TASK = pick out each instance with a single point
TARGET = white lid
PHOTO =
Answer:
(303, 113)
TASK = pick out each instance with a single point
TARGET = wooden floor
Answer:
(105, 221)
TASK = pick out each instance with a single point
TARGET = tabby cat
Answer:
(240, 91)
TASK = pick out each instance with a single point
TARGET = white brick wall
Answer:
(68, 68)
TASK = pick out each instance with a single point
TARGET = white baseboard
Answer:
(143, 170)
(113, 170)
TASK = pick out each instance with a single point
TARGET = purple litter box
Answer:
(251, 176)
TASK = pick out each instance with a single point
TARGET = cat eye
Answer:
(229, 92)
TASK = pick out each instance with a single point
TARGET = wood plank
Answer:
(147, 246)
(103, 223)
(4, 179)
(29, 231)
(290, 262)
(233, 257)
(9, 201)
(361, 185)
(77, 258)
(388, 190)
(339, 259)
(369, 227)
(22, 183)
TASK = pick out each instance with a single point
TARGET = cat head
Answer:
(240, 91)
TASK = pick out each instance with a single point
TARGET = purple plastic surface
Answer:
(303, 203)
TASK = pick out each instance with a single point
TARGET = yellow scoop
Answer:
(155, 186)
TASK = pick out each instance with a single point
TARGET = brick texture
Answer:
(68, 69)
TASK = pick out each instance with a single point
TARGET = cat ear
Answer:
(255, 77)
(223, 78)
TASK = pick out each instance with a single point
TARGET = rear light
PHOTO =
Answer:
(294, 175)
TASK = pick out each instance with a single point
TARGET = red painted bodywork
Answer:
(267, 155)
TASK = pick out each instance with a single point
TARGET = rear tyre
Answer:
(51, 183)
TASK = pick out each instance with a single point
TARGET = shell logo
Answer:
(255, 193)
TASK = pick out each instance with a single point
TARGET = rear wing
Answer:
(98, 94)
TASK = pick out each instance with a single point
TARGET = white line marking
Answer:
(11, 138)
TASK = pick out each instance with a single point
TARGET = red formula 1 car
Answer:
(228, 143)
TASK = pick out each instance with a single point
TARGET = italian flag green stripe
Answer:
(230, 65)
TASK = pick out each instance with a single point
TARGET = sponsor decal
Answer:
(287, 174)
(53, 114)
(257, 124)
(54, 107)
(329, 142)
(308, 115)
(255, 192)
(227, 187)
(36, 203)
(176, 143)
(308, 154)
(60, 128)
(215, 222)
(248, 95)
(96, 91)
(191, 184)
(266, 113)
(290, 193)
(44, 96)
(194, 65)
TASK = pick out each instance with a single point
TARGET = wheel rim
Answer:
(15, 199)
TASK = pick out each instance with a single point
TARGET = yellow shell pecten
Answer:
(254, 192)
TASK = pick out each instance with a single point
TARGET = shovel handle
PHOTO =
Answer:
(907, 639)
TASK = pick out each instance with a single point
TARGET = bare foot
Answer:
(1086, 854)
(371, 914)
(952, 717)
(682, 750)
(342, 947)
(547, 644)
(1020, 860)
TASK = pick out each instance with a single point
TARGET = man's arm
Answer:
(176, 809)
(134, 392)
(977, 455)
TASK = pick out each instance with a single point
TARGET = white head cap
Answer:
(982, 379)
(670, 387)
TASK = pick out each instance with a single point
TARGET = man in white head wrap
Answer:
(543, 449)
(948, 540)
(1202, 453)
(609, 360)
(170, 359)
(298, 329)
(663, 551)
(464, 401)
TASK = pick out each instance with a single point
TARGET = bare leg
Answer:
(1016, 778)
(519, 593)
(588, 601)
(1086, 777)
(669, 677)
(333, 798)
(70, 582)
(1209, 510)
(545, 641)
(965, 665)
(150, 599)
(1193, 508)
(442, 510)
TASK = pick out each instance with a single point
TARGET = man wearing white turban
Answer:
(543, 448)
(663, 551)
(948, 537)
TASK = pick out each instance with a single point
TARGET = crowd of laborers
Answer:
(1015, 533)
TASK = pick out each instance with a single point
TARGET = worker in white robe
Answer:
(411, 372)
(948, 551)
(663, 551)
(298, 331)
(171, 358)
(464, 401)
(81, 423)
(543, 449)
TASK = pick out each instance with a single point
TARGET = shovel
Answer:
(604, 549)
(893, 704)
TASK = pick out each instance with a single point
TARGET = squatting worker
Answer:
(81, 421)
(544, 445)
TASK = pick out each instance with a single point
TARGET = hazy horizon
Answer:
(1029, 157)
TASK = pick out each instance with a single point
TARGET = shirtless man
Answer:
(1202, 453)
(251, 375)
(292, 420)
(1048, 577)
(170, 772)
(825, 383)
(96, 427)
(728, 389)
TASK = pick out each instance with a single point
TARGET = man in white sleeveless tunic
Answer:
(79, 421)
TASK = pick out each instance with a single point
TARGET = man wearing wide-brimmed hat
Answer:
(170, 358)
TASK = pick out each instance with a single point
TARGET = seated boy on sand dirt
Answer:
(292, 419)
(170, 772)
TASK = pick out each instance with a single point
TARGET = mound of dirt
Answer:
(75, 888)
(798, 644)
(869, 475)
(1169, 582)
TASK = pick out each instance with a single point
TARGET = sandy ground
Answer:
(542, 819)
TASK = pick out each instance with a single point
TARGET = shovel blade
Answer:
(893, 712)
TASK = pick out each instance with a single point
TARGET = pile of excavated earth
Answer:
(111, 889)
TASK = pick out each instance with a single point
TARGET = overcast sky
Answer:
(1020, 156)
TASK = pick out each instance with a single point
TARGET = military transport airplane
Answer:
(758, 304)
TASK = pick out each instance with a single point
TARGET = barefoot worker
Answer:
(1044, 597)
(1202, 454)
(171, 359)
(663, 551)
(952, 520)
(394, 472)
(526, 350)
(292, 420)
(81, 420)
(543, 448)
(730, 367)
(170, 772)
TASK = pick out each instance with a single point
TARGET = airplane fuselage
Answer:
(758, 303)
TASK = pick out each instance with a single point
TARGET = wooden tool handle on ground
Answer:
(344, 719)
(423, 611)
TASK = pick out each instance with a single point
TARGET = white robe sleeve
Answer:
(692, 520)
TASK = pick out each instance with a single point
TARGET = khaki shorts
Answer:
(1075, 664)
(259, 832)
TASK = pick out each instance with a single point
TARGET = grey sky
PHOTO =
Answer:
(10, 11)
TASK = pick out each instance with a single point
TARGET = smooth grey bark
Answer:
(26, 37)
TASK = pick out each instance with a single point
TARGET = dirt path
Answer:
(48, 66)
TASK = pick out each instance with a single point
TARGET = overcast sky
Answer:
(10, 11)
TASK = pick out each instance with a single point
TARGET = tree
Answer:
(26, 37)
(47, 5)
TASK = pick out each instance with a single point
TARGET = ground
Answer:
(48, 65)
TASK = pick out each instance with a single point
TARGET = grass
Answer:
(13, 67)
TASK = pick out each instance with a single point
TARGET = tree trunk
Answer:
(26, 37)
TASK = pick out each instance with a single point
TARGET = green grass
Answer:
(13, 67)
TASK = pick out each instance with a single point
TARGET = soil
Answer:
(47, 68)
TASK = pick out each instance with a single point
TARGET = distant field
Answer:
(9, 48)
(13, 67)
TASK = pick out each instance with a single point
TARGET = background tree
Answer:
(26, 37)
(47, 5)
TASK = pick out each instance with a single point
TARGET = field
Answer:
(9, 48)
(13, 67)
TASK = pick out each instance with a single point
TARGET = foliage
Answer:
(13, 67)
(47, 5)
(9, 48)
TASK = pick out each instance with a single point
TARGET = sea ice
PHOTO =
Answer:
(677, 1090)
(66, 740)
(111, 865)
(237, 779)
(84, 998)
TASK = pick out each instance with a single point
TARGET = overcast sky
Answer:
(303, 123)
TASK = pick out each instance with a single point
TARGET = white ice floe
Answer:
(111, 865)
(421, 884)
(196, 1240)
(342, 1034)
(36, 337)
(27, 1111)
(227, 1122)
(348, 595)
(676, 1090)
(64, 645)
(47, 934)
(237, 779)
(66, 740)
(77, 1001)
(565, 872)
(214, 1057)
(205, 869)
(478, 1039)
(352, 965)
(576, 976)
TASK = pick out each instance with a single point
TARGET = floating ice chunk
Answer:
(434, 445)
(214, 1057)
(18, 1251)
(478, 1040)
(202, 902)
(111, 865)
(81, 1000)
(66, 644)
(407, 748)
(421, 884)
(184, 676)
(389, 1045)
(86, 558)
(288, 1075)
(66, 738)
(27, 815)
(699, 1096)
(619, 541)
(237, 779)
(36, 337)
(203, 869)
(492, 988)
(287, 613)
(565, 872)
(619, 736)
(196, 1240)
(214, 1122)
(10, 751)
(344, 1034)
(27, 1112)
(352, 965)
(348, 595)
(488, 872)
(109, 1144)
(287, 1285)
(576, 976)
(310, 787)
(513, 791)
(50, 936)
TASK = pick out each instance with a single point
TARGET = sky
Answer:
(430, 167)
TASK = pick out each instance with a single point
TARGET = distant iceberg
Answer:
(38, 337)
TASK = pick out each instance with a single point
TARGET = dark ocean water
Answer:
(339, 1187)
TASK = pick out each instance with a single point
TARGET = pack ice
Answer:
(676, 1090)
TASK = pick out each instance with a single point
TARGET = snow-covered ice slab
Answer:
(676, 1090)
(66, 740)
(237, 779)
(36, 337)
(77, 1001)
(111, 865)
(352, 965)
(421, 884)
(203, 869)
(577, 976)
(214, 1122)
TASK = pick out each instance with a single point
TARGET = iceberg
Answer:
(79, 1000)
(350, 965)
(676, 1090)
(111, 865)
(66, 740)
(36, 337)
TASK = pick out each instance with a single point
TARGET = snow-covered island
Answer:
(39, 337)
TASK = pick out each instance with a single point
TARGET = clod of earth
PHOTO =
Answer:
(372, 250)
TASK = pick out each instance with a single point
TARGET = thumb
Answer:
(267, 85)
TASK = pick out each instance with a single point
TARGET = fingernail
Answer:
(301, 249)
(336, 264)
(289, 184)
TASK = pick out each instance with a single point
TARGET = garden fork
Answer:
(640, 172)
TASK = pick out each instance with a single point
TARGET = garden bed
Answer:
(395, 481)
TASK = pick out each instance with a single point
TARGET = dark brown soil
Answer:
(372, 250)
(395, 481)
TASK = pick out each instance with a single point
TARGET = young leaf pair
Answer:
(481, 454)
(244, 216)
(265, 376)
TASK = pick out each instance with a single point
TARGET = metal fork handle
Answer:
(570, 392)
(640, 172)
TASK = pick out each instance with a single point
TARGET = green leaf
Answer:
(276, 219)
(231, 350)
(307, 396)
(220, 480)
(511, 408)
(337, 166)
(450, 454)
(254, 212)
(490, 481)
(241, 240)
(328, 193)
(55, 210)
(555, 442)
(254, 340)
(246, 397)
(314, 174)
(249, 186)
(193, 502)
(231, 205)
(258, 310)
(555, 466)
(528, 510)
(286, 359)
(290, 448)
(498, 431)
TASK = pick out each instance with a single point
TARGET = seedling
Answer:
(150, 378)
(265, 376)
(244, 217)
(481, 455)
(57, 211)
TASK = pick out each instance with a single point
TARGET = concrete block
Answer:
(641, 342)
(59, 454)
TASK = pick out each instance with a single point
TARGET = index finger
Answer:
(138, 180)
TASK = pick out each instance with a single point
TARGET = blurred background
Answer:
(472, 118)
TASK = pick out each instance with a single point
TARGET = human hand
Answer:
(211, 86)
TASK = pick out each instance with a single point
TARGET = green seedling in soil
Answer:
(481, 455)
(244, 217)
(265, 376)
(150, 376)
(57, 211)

┄┄┄┄┄┄┄┄┄┄

**Exercise**
For every line above that has "grey" in it, copy the line.

**Solved exercise**
TARGET = grey sky
TARGET = smooth grey bark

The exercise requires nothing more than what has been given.